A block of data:

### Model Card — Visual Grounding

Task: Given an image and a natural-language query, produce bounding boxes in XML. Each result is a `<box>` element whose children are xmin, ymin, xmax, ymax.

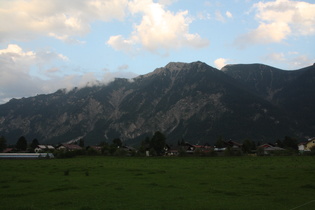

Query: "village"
<box><xmin>0</xmin><ymin>137</ymin><xmax>315</xmax><ymax>159</ymax></box>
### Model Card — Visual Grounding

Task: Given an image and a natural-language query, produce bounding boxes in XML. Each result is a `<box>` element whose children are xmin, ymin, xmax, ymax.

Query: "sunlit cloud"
<box><xmin>107</xmin><ymin>0</ymin><xmax>209</xmax><ymax>52</ymax></box>
<box><xmin>214</xmin><ymin>58</ymin><xmax>228</xmax><ymax>69</ymax></box>
<box><xmin>234</xmin><ymin>0</ymin><xmax>315</xmax><ymax>48</ymax></box>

Problem details.
Reproduce all the entries above verbatim, leaving out the pictures.

Final answer.
### Model Card — Visual Grounding

Task: Given an image and a natural-language query, produce bounding boxes in XML. Each result is a `<box>` element whose children are xmin, ymin, xmax, ymax.


Query: "village"
<box><xmin>0</xmin><ymin>137</ymin><xmax>315</xmax><ymax>159</ymax></box>
### Model Card — Visual Grounding

Task: Given an image and a natural-language query, produce bounding boxes in XML. Each result is a `<box>` element whose children are xmin, ymin, xmax, ymax.

Query: "sunlit cloud"
<box><xmin>107</xmin><ymin>0</ymin><xmax>209</xmax><ymax>52</ymax></box>
<box><xmin>214</xmin><ymin>58</ymin><xmax>228</xmax><ymax>69</ymax></box>
<box><xmin>234</xmin><ymin>0</ymin><xmax>315</xmax><ymax>48</ymax></box>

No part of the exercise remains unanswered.